- **What this task involves**:
Identify every line in the entries below that contains the word "negative" and copy each of those lines. Case counts.

- **The data**:

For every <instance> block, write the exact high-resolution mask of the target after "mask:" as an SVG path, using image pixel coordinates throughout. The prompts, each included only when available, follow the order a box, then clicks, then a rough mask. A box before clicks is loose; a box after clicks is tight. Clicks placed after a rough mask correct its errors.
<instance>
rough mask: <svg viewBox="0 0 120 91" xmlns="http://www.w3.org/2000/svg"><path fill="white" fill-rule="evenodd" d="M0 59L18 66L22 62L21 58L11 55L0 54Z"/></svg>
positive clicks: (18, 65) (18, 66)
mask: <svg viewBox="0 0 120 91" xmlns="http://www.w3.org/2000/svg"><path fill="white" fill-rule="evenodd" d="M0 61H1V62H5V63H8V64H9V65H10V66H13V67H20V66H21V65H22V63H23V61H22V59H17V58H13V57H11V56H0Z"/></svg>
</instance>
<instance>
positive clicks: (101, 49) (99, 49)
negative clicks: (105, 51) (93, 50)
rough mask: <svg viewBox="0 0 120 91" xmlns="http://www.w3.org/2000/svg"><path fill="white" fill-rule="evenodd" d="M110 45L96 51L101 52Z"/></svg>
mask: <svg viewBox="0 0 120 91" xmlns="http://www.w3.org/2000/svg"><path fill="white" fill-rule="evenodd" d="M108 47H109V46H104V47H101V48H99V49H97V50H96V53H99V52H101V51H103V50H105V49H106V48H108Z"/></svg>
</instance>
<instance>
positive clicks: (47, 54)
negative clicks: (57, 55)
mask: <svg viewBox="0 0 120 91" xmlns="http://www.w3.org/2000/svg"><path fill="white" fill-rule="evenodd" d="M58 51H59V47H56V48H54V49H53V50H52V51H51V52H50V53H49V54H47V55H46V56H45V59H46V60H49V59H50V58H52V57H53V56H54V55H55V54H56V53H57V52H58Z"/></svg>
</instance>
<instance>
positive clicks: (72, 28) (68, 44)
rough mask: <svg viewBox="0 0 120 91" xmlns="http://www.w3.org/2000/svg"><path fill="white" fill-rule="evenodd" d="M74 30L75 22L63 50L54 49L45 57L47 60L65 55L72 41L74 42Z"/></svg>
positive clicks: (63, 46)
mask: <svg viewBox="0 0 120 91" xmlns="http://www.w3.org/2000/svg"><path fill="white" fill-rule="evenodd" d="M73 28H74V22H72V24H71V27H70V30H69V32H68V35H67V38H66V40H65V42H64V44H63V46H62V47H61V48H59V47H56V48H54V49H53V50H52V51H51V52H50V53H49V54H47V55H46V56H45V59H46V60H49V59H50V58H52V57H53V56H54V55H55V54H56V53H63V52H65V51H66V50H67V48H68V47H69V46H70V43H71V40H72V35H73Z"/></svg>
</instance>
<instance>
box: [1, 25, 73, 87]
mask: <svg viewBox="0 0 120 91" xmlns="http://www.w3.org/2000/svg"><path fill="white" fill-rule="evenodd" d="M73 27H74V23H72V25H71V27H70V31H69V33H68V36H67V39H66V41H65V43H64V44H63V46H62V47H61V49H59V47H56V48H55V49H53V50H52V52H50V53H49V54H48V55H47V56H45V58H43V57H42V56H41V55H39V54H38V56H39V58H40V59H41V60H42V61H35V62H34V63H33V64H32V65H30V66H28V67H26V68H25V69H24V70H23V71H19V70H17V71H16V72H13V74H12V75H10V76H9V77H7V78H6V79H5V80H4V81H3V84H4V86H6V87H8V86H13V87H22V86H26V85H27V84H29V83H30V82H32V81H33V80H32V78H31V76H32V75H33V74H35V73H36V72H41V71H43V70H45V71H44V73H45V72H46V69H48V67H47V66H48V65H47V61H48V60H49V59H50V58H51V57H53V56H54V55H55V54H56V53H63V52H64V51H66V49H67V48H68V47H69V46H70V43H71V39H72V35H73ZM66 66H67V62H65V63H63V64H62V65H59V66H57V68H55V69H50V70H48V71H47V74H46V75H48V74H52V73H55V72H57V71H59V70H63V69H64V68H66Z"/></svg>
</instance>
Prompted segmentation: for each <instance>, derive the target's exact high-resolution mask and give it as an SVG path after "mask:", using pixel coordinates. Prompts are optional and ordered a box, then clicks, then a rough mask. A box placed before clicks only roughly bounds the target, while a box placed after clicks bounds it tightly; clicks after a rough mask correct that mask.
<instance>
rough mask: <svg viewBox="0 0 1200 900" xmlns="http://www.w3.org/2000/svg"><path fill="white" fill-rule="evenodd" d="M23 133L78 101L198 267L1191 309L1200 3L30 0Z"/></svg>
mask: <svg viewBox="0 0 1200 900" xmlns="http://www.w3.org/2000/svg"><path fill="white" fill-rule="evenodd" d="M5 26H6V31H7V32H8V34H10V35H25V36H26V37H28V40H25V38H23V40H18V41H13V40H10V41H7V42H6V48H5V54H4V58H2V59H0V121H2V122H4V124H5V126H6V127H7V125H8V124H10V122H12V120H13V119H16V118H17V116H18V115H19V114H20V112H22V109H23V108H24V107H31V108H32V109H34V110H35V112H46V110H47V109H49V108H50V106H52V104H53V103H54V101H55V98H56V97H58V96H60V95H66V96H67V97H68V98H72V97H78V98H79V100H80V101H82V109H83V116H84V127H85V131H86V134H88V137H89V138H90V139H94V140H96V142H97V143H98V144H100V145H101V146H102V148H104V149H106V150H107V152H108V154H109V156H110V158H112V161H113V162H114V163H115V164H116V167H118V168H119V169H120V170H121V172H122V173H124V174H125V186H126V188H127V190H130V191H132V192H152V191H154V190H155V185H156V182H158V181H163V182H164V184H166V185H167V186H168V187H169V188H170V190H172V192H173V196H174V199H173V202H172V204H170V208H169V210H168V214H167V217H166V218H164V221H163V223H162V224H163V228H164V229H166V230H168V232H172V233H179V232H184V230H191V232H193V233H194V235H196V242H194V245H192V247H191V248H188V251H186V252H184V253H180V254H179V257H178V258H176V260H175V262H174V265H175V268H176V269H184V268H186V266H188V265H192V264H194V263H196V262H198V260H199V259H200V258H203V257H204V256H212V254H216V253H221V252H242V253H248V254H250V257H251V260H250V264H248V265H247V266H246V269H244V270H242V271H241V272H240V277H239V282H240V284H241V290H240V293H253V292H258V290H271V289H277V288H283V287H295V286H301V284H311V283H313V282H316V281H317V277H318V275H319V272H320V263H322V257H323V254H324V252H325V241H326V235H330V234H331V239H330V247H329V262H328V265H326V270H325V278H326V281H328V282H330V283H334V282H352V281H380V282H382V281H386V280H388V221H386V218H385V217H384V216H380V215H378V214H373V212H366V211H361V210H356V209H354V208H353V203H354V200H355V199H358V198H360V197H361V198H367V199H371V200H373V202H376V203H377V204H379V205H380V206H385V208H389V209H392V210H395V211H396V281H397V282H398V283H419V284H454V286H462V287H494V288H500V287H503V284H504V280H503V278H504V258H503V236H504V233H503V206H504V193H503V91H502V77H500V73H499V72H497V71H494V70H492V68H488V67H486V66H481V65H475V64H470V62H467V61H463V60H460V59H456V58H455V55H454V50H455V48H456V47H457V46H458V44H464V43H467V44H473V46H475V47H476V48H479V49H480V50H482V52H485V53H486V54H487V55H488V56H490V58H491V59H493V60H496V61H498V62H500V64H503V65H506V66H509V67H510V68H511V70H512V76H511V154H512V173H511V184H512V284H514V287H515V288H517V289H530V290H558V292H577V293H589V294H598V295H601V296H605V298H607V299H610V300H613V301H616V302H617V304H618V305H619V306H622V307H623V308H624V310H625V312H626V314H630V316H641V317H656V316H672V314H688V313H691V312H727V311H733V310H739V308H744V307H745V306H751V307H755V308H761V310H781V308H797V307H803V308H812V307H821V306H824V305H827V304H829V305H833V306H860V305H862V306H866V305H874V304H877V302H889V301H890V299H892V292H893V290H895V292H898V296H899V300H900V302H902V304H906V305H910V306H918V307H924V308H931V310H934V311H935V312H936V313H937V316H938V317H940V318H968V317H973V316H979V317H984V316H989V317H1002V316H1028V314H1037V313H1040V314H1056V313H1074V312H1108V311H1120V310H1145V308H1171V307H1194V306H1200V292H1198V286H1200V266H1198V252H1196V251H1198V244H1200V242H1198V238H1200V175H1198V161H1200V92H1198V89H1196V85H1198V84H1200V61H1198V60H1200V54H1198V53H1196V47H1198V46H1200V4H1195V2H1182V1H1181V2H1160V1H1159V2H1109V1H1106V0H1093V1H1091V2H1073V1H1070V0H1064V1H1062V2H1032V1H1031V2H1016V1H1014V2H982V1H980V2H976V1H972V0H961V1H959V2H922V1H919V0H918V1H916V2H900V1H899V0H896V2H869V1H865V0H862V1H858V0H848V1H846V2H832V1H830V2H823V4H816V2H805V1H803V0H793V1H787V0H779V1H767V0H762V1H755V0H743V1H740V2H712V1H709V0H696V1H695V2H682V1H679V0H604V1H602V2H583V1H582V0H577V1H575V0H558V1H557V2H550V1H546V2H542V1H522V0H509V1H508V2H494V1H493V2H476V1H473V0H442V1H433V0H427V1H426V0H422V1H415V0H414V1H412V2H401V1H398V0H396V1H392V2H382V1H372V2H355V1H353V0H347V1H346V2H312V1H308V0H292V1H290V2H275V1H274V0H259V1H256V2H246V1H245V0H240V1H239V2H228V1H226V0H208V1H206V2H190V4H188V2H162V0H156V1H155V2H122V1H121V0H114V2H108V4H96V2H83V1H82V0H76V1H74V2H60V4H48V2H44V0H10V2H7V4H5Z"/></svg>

- **Finished exercise**:
negative clicks: (105, 51) (93, 50)
negative clicks: (57, 55)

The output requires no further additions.